→ MATERIAL FOR THIS TASK
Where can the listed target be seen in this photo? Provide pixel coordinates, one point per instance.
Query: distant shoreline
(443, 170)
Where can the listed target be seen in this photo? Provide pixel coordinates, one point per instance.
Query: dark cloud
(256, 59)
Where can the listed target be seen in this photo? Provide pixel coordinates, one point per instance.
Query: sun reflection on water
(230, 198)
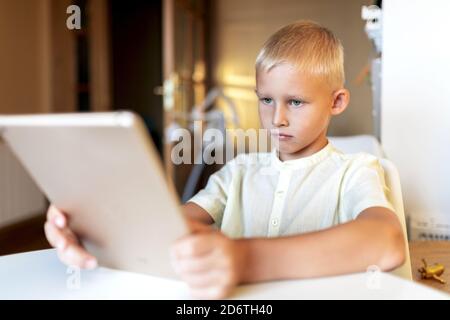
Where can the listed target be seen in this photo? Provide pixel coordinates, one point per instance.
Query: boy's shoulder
(252, 158)
(356, 162)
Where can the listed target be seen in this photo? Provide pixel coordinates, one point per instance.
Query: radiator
(20, 198)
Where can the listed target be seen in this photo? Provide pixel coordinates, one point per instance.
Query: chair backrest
(392, 179)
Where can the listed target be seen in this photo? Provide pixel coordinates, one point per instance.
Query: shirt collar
(301, 162)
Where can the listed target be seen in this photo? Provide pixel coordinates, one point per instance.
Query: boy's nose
(279, 117)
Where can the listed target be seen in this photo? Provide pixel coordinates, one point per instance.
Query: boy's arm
(195, 212)
(374, 238)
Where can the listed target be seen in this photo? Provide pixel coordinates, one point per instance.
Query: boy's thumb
(196, 226)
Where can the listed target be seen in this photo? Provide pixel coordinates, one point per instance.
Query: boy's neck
(317, 145)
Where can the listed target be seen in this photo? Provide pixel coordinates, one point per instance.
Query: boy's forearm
(374, 238)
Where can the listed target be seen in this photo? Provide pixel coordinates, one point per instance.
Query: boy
(304, 210)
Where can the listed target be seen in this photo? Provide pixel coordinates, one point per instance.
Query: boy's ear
(341, 98)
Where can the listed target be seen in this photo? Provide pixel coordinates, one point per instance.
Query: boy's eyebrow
(289, 96)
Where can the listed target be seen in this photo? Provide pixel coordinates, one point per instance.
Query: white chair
(392, 179)
(369, 144)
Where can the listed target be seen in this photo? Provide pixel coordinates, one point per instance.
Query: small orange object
(432, 272)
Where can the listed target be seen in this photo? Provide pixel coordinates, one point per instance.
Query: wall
(239, 28)
(415, 124)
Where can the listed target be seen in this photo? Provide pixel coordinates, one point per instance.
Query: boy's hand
(69, 249)
(209, 262)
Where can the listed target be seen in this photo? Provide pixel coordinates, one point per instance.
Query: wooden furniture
(432, 252)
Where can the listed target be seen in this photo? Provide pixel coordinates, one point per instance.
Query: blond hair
(307, 46)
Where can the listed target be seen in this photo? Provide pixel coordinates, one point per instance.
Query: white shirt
(257, 195)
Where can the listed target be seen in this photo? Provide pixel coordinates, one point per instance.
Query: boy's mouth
(281, 136)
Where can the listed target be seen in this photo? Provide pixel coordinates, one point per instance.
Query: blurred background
(161, 59)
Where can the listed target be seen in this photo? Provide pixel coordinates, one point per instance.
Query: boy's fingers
(56, 216)
(215, 292)
(197, 226)
(199, 264)
(193, 245)
(56, 237)
(75, 255)
(202, 279)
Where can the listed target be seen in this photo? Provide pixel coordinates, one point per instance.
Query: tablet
(102, 169)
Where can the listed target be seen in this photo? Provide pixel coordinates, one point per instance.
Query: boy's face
(296, 108)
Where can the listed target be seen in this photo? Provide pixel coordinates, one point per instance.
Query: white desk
(40, 275)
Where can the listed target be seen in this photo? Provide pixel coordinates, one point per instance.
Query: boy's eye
(296, 103)
(266, 100)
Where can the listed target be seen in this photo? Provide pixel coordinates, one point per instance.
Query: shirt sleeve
(213, 197)
(364, 186)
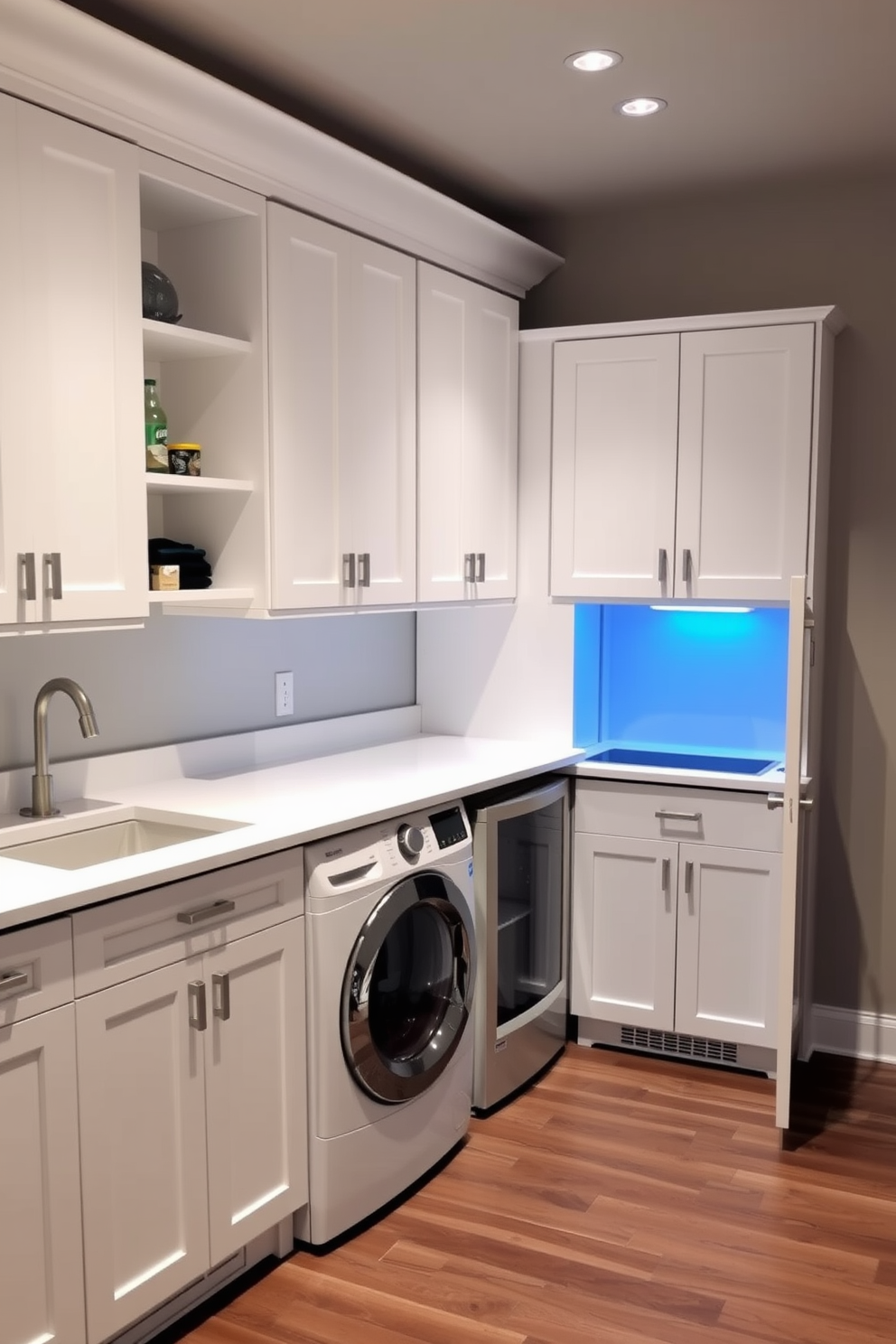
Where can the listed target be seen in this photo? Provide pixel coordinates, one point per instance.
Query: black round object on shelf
(160, 296)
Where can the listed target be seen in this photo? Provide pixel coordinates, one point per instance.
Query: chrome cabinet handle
(11, 980)
(52, 569)
(777, 800)
(217, 908)
(28, 586)
(220, 996)
(198, 1016)
(686, 566)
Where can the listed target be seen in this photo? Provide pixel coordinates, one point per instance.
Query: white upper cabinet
(468, 438)
(744, 448)
(74, 545)
(342, 417)
(681, 464)
(615, 425)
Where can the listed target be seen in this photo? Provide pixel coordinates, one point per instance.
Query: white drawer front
(128, 937)
(35, 971)
(696, 816)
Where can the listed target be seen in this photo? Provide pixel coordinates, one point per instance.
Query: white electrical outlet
(283, 694)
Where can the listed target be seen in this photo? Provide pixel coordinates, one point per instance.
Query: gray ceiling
(473, 94)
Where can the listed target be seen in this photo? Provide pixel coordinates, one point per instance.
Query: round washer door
(407, 988)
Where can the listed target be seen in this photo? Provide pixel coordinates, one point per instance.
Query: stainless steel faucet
(42, 801)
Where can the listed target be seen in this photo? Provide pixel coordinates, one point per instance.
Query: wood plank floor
(622, 1199)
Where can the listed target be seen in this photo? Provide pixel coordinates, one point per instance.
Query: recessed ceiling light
(639, 107)
(590, 61)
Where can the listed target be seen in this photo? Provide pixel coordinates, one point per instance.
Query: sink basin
(110, 840)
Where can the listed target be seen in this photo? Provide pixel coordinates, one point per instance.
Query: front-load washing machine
(391, 968)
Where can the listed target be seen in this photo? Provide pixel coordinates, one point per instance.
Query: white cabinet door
(468, 351)
(744, 448)
(80, 367)
(623, 930)
(41, 1247)
(143, 1145)
(378, 413)
(342, 417)
(727, 957)
(256, 1085)
(615, 415)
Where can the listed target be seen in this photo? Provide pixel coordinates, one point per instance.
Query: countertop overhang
(280, 807)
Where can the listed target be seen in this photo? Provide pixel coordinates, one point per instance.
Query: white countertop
(277, 807)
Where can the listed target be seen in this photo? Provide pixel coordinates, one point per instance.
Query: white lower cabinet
(676, 933)
(41, 1247)
(191, 1082)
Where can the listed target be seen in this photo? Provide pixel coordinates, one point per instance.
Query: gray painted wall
(185, 677)
(779, 247)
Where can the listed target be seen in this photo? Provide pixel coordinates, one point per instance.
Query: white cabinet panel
(468, 438)
(143, 1145)
(615, 415)
(744, 446)
(80, 367)
(41, 1246)
(675, 933)
(256, 1085)
(727, 961)
(623, 945)
(683, 464)
(305, 259)
(342, 417)
(15, 519)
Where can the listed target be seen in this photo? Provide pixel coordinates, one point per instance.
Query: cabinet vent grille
(676, 1043)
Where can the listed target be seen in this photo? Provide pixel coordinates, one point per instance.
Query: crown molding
(76, 65)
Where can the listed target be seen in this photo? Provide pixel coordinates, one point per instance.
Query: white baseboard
(848, 1031)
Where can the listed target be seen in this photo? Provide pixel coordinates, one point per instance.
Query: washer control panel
(449, 826)
(410, 840)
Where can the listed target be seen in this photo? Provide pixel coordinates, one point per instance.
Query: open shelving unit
(209, 238)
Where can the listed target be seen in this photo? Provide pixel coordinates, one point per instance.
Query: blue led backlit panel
(684, 680)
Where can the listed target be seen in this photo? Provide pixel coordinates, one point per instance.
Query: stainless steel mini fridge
(521, 882)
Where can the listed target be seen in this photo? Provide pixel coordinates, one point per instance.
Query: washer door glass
(407, 989)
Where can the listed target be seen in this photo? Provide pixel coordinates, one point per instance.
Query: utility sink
(109, 840)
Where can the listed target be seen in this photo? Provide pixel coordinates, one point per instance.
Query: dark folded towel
(193, 581)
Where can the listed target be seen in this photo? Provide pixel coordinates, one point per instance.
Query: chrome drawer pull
(196, 999)
(777, 800)
(28, 588)
(217, 908)
(220, 996)
(52, 565)
(11, 980)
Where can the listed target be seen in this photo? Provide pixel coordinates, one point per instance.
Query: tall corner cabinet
(681, 462)
(691, 462)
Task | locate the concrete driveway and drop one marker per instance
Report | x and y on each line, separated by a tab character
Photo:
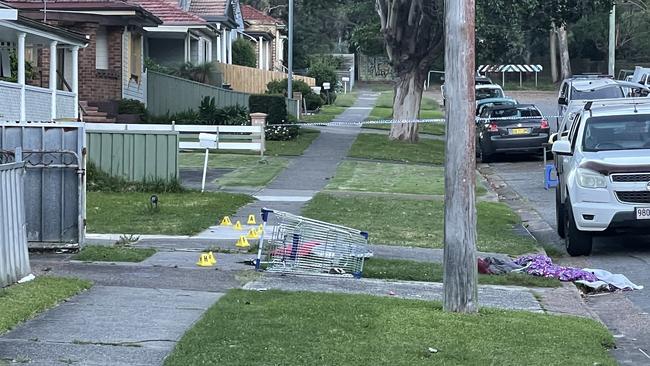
626	314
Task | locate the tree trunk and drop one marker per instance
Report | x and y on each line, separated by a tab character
565	61
553	53
460	271
406	105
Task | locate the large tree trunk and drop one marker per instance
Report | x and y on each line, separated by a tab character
406	105
413	31
553	52
565	60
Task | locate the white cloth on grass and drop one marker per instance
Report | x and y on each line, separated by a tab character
605	278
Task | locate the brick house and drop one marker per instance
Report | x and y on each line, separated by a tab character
266	32
111	67
22	97
182	38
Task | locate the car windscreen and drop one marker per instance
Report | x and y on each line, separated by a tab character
610	92
629	132
484	93
515	112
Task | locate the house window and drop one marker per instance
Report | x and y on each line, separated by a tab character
135	56
101	49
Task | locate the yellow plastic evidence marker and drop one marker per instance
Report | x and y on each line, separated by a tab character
213	260
242	242
251	220
204	260
252	234
226	221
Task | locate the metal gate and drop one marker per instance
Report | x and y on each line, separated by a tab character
14	259
54	184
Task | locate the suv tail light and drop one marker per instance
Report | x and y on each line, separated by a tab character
544	123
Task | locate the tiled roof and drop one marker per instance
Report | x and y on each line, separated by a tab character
250	13
209	7
168	12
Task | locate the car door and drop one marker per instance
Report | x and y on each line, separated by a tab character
563	98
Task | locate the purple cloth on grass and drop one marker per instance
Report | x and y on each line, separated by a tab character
541	265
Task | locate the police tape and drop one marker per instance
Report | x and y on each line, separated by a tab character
416	121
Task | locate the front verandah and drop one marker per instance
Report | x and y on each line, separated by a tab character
22	38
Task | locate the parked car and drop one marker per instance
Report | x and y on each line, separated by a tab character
478	80
603	167
517	128
592	87
485	91
491	102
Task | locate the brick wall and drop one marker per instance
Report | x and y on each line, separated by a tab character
94	85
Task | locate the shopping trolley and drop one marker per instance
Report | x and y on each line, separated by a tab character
304	246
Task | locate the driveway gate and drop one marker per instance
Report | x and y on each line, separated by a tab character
54	189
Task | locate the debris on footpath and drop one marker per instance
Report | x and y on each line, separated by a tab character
589	280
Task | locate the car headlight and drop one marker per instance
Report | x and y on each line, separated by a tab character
591	179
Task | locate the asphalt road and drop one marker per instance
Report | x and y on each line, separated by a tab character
626	313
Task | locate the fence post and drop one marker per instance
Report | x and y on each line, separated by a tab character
259	119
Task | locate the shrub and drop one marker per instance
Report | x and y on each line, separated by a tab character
243	53
130	106
313	101
274	105
281	86
323	73
211	115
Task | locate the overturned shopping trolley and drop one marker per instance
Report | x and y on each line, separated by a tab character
305	246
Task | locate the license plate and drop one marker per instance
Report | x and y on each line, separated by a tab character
520	131
643	213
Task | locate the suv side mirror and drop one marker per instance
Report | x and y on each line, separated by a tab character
562	147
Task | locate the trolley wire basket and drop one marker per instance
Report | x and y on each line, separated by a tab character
305	246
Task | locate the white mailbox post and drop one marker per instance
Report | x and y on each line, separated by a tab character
345	80
208	141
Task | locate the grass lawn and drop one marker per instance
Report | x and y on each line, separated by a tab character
406	270
177	214
372	146
279	328
395	221
100	253
388	178
249	170
21	302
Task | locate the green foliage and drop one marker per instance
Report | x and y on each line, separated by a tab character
130	106
274	105
199	73
313	101
243	53
281	86
100	181
323	73
209	114
307	328
152	65
121	253
22	302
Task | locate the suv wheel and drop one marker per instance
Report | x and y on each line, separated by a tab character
560	213
485	158
577	242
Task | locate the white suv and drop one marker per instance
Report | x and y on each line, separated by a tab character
603	167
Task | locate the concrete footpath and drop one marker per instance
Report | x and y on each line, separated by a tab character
309	173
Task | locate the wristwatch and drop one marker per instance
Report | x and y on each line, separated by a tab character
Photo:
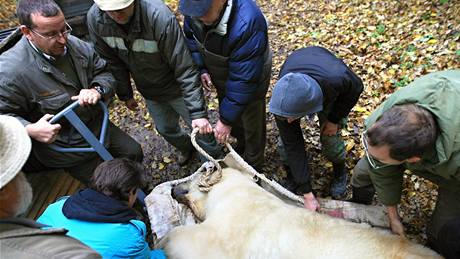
99	89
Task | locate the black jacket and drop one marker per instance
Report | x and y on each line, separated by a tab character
341	89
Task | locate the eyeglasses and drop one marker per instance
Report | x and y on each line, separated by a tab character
376	164
55	35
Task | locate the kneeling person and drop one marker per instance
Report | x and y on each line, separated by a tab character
102	216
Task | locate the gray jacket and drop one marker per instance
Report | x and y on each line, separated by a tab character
24	238
153	51
30	87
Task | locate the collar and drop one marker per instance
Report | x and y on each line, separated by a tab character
46	56
222	26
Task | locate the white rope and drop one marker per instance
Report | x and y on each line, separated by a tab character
276	186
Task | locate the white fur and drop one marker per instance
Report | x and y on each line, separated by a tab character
242	220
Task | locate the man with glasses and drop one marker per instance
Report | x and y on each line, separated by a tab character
43	73
312	80
416	129
142	40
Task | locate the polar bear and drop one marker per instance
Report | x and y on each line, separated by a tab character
241	220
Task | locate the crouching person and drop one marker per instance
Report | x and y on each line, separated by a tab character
19	237
102	216
416	129
313	80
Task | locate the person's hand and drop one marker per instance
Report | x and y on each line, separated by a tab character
395	222
42	130
329	129
131	104
222	132
203	125
87	97
206	81
310	202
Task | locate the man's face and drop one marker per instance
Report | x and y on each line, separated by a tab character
122	16
382	155
43	30
213	13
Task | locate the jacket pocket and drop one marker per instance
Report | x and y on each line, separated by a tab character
54	103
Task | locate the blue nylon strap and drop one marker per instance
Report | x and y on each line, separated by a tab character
96	145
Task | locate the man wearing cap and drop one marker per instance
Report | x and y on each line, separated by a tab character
229	42
44	72
24	238
143	40
312	80
416	129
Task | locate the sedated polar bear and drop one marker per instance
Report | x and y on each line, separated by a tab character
241	220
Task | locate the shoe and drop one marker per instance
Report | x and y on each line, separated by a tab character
184	158
339	187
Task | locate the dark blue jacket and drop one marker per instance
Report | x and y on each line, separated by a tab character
242	38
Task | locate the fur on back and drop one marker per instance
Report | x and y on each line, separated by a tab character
242	220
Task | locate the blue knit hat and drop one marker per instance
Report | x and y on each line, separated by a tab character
296	95
194	8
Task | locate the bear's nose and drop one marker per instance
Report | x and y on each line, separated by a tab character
178	192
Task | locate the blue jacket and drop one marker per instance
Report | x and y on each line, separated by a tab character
111	240
241	37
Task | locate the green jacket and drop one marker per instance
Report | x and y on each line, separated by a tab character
24	238
30	87
153	52
439	93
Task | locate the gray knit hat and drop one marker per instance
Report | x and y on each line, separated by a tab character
296	95
15	147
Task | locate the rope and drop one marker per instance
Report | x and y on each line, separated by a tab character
276	186
210	177
207	181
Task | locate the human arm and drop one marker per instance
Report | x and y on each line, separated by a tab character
178	57
112	64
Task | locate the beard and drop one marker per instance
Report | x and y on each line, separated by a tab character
25	194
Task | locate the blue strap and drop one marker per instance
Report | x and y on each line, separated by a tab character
96	145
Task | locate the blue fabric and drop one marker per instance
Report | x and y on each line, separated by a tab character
244	43
93	206
194	8
111	240
296	95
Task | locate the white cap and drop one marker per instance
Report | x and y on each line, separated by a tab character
15	146
113	5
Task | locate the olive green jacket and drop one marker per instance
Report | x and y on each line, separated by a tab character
30	87
439	93
152	51
24	238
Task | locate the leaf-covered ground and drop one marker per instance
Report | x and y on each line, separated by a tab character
387	43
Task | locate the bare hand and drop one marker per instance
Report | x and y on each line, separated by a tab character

→ ABOUT THIS EXERCISE
Leave out every line above except those from the line with "Task | locate the debris" up to and including the line with "Task | locate the suv wheel", and copy those exactly.

→ RESPONSE TO THIS EXERCISE
Task | locate the debris on footpath and drop one marker per instance
Report | x and y on each line, separated by a tab character
589	280
Task | locate the car headlight and drop one marker per instance
Report | x and y on each line, separated by a tab character
591	179
Task | locate the asphalt road and drop one marker per instance
Report | x and y on each line, separated by a tab character
626	313
Task | locate the fence post and drop one marker per instance
Report | x and y on each line, separated by a tab character
259	119
Task | locate the shrub and drop one marker per instance
Report | x and y on each line, separated by a tab character
243	53
130	106
313	101
274	105
281	86
323	73
211	115
Task | locate the overturned shopping trolley and drop one marker per instance
Report | x and y on each line, separated by a tab character
305	246
Task | locate the license plate and drop one marker per instance
Report | x and y on each line, separated by a tab character
520	131
643	213
Task | locate the suv side mirror and drop one marker per instance
Report | x and y on each line, separated by a tab character
562	147
Task | locate the trolley wire basket and drop one marker per instance
Report | x and y on each line, separated by a tab character
305	246
Task | locate the white mailbox post and drop one marker per instance
Report | x and y on each line, separated by a tab character
345	80
208	141
Task | locate the grass lawn and drop one marker per instance
Report | x and y on each line, separated by a tab character
406	270
177	214
372	146
279	328
395	221
100	253
388	178
249	170
21	302
Task | locate the green foliage and drop one marker per instance
Report | x and y on each line, separated by a tab character
130	106
274	105
199	73
313	101
243	53
281	86
100	181
323	73
209	114
307	328
152	65
121	253
22	302
Task | locate the suv wheel and drop one marker per instance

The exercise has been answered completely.